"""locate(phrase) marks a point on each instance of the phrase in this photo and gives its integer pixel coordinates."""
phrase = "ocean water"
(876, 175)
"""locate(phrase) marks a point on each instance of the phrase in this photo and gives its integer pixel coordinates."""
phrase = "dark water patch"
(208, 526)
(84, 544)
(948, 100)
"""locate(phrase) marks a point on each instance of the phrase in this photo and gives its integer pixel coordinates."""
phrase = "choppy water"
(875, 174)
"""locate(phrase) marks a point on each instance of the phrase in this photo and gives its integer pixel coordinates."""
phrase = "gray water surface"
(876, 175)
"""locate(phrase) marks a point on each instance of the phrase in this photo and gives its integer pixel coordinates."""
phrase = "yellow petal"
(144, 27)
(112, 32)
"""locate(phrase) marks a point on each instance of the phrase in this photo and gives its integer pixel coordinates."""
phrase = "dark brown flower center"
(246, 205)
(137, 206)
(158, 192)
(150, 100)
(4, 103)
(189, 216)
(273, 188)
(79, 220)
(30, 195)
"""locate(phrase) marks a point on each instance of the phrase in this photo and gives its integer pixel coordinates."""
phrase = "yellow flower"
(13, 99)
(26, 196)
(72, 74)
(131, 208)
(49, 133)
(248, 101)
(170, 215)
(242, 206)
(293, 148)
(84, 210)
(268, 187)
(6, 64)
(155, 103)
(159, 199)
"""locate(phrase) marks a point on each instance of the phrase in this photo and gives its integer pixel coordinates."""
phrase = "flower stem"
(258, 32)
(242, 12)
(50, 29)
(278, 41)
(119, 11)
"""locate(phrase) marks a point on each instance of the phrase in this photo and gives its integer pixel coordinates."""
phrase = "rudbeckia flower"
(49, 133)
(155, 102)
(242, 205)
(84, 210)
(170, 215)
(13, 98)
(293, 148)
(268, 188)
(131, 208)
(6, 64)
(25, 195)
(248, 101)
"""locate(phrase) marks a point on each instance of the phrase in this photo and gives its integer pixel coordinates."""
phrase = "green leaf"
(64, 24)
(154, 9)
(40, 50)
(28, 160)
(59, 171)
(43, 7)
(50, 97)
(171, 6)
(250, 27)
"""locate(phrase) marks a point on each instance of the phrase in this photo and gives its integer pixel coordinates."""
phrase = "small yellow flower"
──────────
TASK STATEMENT => Reproduce each line of the material above precisely.

SOLUTION =>
"""locate(phrase) marks a point on each instance of the phrase in this photo and gives its integer pixel coordinates."""
phrase = "ocean water"
(876, 175)
"""locate(phrase) marks a point on each instance of the phrase in this photo and gives its integer pixel coordinates."""
phrase = "dark water patch"
(208, 526)
(84, 544)
(948, 100)
"""locate(phrase) marks a point on each instance of the phrase in this photo and gives its integer pixel coordinates."""
phrase = "choppy water"
(875, 174)
"""locate(phrase) marks a point on each instance of the phrase in this photo and gives its integer pixel coordinates."""
phrase = "gray water surface"
(876, 175)
"""locate(phrase) marks a point on each instance of the phrase in this photo and gives its integer pixel coordinates."""
phrase = "yellow petal"
(144, 27)
(112, 32)
"""locate(phrase) marks a point on each instance of the phrase in this photo and gives its integer pixel coordinates."""
phrase = "dark brown flower center"
(246, 205)
(137, 206)
(158, 192)
(150, 100)
(4, 103)
(189, 216)
(273, 188)
(79, 220)
(30, 195)
"""locate(phrase) marks a point on each instance of the phrase in this photo and gives its integer pixel coordinates."""
phrase = "yellow flower"
(13, 99)
(26, 196)
(72, 74)
(131, 208)
(49, 133)
(248, 101)
(170, 215)
(242, 206)
(293, 148)
(84, 210)
(268, 187)
(6, 64)
(155, 103)
(159, 199)
"""locate(phrase) marks a point on each instance of the phrase in this photo and gives its integer pixel coordinates."""
phrase = "flower stem"
(258, 32)
(242, 12)
(50, 29)
(278, 41)
(119, 11)
"""locate(phrase) marks a point on each instance of the phrase in this photo and gives its integer pixel coordinates."""
phrase = "rudbeckia flower"
(49, 133)
(155, 102)
(242, 205)
(84, 210)
(170, 215)
(13, 98)
(293, 148)
(268, 188)
(131, 208)
(6, 64)
(25, 195)
(248, 101)
"""locate(phrase) marks a point on each instance of the phrase in this photo and gives its integer pixel coordinates."""
phrase = "green leaf"
(64, 24)
(154, 9)
(40, 50)
(28, 160)
(59, 171)
(43, 7)
(50, 97)
(171, 6)
(250, 27)
"""locate(phrase) marks a point on each instance of the phrase in this photo and gives its integer pixel coordinates."""
phrase = "small yellow flower"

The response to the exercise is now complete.